本文抜粋:
= = =
ジャクボーの納戸


 ついに、ここまで来てしまいましたね。ここから先は文鳥とは関係のないことしか載ってませんよ。ここはジャクボー(雀坊)、またはユウ・ジャクボー(有雀坊)、「有若亡」(有って亡きがごとし)からくるペンネームを称する人物が好き勝手をし、まったく脈絡なしに突発的に出現する危険なページで、その中身は何ら意味がありません。引き返されることを強くお薦めします。

▼△目次に逃げる△▼表紙まで遁走する▼△


10、正統コロッケ論

 何でコロッケの話しをしようと思ったのか。確かテレビを見ていたらビールのコマーシャルで「私はひそかにここのコロッケが世界一だと思う」とか何とかいって、女が男を連れて肉屋だか総菜屋だかでコロッケを買い、男が歩きながらそれをつまんで食べるコマーシャルを見ながら、「ふざけんなタコ!」と思ったことに端を発している。

 まずあんな行儀の悪い食べ方を得意げに実行しているのが腹立たしい。コロッケなどというものは庶民のしけた食べ物には違いないが、そのようなしょうもない物を大事に食べるから庶民なのだ。肉屋の妙に軟らかいへぼコロッケを、大切に抱えて、キャベツの千切りとともに家で『ブルドックソース 』の『中濃』をかけて食さねばならない。そこに食パンやコッペパンなどがあったら、それで適当に包んでかぶりつくのが無上の幸福というものだ。バカづら下げて公道を歩きながらソースもかけずに手でつまんで食べるなど、行儀知らずの外道行為といわざるを得ない。
 当然、我輩なども肉屋で当時40円くらいだったコロッケを友達と何個か買って、それを外でつまんで食べたりしたこともないではないが、それは小学生の時の話し、まさにガキだった。そんな幼少時の経験のない奴に限って
「私って庶民的」などと勘違いした行動をとるんだ、まったくもってブツブツブツ…。
= = =
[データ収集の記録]
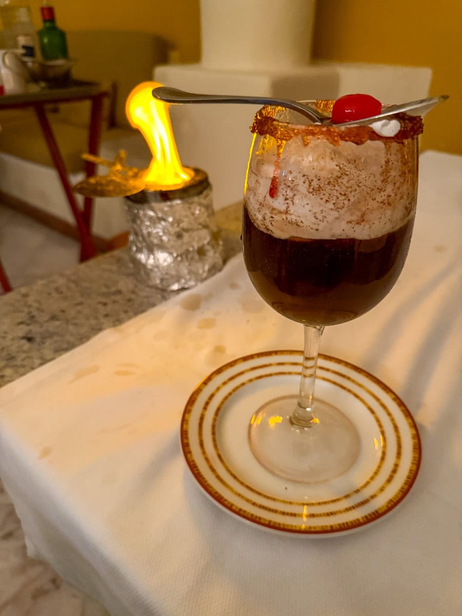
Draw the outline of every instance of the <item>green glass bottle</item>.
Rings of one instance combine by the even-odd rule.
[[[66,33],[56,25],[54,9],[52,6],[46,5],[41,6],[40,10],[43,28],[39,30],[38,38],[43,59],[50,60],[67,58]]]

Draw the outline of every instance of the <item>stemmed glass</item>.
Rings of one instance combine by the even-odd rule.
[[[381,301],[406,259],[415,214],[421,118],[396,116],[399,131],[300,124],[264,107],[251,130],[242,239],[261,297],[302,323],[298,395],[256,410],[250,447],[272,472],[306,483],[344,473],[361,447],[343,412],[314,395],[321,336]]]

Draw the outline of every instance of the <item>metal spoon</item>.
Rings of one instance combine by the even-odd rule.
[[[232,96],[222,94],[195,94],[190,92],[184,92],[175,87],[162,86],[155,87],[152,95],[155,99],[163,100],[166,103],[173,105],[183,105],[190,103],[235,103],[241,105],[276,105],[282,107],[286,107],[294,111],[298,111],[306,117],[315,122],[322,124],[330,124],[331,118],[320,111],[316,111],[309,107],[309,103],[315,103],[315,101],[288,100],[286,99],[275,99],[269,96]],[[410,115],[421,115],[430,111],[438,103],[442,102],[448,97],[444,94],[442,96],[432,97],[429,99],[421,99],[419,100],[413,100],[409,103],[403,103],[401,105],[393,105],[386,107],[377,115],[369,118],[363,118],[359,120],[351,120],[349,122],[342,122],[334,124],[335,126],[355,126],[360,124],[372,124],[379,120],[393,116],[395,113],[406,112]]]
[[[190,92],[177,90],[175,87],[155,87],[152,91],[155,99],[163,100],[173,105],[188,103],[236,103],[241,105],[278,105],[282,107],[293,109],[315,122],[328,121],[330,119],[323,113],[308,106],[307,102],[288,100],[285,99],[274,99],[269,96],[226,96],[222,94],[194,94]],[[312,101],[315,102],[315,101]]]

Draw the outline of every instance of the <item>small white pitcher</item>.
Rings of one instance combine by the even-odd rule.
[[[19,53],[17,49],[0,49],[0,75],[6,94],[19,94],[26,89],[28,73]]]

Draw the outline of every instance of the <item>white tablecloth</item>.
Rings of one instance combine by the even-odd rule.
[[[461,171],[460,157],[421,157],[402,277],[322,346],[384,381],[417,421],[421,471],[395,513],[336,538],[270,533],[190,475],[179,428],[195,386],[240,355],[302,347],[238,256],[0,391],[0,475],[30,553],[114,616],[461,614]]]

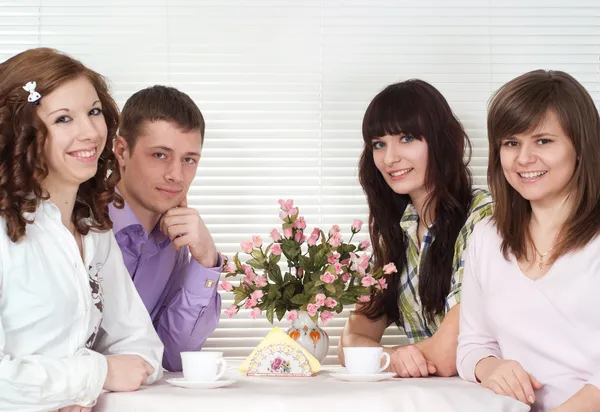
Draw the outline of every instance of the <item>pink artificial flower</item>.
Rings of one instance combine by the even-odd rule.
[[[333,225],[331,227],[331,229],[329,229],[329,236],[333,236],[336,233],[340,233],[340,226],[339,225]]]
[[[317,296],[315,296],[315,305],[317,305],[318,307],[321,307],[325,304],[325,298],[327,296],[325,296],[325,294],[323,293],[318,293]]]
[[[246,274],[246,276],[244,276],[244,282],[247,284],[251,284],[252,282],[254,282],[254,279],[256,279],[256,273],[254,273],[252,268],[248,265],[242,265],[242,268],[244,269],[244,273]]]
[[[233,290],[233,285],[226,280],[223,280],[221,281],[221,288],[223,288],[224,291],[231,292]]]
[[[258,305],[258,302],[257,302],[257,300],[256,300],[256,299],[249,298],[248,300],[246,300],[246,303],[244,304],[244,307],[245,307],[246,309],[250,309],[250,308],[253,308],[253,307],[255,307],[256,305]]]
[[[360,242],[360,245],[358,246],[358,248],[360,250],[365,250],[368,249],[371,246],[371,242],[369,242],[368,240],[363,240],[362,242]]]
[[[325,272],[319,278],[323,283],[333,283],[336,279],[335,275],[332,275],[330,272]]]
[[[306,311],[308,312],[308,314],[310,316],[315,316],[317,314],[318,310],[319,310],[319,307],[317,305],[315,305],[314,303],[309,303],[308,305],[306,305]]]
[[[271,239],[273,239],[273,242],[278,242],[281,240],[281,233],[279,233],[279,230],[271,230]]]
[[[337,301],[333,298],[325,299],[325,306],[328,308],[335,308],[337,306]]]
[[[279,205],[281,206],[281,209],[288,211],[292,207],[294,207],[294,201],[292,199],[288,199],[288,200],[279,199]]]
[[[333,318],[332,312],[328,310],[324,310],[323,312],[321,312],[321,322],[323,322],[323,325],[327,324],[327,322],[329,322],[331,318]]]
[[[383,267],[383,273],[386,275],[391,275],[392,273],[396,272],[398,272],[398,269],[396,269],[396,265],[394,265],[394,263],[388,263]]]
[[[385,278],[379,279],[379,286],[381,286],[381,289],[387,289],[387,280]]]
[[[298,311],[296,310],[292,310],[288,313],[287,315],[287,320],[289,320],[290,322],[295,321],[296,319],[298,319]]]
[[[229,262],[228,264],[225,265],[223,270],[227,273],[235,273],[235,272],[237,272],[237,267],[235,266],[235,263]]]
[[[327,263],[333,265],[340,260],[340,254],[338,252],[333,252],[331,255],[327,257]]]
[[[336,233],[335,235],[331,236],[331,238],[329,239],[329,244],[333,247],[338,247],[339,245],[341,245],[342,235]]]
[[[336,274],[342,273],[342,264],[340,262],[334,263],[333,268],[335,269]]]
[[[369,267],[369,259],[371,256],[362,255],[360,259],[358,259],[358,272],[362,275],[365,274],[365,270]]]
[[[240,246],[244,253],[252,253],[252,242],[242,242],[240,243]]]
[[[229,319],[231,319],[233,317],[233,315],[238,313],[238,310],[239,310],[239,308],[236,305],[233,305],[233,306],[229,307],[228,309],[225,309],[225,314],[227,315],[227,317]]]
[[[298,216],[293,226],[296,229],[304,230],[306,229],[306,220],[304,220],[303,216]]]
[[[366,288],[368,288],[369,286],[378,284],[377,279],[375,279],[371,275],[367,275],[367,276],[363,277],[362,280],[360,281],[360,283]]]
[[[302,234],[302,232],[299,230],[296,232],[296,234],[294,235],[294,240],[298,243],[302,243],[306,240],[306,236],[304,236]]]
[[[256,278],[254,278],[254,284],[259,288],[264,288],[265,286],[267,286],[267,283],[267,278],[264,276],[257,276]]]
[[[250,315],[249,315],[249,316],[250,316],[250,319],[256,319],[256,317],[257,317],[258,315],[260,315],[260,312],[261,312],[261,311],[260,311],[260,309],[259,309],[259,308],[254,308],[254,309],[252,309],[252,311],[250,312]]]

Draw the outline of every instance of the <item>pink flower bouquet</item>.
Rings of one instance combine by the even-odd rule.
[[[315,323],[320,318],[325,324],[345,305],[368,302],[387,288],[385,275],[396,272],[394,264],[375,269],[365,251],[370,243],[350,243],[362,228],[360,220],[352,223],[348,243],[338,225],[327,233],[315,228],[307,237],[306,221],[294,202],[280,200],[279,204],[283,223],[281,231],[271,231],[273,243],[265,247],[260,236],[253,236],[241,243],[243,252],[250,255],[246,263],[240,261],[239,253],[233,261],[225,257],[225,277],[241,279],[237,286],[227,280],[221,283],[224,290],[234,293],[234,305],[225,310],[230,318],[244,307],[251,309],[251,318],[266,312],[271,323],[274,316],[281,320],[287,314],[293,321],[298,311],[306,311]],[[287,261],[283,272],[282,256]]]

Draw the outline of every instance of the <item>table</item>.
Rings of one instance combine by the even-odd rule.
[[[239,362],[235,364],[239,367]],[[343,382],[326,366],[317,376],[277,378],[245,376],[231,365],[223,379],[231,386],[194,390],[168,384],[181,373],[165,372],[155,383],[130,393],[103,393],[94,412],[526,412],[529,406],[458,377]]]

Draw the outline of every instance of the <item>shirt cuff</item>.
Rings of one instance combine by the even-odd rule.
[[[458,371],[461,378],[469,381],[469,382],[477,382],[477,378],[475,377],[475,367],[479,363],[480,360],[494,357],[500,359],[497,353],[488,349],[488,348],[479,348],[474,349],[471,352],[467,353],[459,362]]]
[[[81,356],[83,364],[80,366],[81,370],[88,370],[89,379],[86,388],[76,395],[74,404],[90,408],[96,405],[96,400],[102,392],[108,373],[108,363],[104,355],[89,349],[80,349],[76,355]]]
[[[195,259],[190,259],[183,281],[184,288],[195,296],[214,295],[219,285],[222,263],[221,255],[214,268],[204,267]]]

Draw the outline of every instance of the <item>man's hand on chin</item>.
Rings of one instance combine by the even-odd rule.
= = =
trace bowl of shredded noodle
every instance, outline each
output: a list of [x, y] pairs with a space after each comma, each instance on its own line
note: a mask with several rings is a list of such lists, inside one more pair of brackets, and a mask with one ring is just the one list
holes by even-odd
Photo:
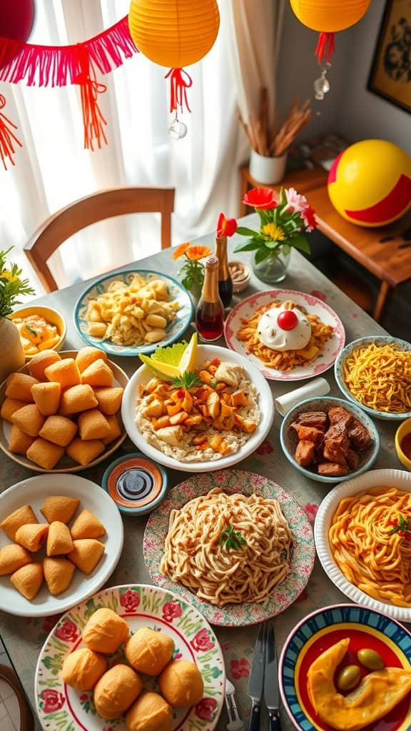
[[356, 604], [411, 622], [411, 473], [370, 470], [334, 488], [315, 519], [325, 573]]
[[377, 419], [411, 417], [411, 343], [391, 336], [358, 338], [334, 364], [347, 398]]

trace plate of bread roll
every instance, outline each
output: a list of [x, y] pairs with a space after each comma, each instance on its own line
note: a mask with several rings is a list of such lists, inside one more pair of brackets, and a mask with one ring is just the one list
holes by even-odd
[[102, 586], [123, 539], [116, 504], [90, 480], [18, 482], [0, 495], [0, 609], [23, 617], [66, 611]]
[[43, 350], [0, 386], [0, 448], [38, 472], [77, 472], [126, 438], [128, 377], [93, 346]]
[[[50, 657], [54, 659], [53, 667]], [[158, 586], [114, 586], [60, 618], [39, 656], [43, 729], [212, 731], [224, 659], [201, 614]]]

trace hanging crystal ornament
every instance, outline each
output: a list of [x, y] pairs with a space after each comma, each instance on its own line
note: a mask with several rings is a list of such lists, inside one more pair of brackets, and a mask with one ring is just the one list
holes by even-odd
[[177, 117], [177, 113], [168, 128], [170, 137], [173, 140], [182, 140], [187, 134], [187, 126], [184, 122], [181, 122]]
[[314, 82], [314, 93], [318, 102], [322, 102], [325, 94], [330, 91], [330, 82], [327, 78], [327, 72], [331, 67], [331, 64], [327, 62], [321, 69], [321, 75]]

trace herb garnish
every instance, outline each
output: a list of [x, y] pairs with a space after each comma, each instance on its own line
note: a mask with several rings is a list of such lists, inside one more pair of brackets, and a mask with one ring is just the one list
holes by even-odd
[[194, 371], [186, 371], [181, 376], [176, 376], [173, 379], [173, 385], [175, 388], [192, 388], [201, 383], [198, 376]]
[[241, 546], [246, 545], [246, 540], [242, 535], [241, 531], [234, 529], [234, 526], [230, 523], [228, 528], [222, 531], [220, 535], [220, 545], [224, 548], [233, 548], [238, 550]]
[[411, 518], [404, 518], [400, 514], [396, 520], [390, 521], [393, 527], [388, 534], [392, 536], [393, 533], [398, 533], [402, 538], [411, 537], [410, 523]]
= = =
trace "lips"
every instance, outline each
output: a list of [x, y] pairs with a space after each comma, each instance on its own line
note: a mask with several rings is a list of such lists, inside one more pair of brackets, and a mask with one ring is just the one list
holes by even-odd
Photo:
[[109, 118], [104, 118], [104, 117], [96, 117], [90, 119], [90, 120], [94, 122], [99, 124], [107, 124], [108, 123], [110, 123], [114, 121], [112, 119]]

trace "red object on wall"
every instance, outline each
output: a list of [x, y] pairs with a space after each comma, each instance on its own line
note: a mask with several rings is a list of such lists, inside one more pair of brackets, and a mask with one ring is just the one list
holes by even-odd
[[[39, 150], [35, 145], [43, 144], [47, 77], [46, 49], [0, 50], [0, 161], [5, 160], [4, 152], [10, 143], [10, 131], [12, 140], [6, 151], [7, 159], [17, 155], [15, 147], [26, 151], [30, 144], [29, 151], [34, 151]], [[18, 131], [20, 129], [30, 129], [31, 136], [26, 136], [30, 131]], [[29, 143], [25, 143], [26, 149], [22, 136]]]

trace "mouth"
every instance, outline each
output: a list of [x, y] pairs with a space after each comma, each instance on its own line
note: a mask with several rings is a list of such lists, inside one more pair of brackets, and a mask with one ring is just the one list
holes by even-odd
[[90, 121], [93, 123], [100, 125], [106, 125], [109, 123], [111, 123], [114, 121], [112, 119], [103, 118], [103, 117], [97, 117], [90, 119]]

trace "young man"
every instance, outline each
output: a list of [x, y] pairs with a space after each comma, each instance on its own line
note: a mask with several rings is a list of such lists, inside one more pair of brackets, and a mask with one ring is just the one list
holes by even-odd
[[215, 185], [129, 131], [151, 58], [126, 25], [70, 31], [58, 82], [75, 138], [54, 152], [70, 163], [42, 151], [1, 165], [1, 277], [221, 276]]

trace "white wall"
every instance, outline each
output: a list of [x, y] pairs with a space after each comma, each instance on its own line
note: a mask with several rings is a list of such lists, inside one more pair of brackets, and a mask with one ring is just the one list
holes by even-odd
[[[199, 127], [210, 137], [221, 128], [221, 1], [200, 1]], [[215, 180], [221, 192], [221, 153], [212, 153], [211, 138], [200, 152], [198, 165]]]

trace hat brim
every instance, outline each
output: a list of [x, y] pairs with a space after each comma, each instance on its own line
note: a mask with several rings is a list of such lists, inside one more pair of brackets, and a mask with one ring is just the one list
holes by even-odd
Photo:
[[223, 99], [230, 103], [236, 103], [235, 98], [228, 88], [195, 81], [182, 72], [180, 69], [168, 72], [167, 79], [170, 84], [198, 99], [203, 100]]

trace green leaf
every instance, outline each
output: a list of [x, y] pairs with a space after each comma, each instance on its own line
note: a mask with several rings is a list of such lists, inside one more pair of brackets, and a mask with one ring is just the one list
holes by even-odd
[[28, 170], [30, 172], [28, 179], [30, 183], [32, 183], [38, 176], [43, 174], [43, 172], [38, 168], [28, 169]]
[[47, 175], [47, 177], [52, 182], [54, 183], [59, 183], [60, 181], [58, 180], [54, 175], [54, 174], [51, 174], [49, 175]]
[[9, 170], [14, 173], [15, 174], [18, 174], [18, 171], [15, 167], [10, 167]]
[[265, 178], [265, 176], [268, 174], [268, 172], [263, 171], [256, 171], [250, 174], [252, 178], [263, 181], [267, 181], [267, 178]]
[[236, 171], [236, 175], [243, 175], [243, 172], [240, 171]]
= = =
作業内容: コロッケについての文章を、最後の文の直後から書き進めてください。 上の一覧は、本文とは別個の資料です。

解答:
 といった、およそ通常どうでもいい事で妙に腹が立っていたところ、さらに追い討ちがあった。ニュース番組でコロッケが流行っていると報道されていたのだ。渋谷だか原宿といったせせこましいところに集う小僧と小娘たちが、コロッケをベターと地べたに尻をついて道端で食べている。何でもコロッケの屋台がチェーン店として展開しており、いろいろ奇抜な内容を作り出し、それが受けているらしい。
 まあ、ガキは馬鹿でもある程度仕方がないので、地べたでエサを食うぐらいの事をとやかく言うつもりはない。あの甘ったるいにおいだけでも気色悪いクレープなどより、食生活ボロボロの彼らにはよほど気が利いた食べ物だと思う。しかしあくまで
コロッケの正統(と勝手に決め付けた)からすれば、邪道だ。第一こう言う食べ方ではソースをつけることが出来ない。などと考えていたら、良くしたもので、パン粉に味がついているのでソース不用だそうだ。まあ、ジャリガキの栄養フードとしてはそれでも良いだろう。我輩は寛大なのだ
 続いて紹介されたのは「デパチカ」(デパート地下街)という、さらにおぞましくせせこましいネズミの巣のような場所で売られているコロッケ。
 
「十分味はついておりますので、おソースはおつけ頂かない方が宜しいかと思います」
 などと店員のおばちゃんは言っている。妙に丁寧なのが気色悪い。しかしまあ、デパートで買い物して喜んでいる女性というのは、流行を追っているつもりでいる物を知らないおっちょこちょいが多いから、これも勝手にするが良い。
我輩は我慢するぞ!
 ところがさらに高級料亭とかのコロッケが紹介される。深刻顔の料理人いわく、
 
「素材を大切にしてますから、ソースをかけると味が死んでしまいますね」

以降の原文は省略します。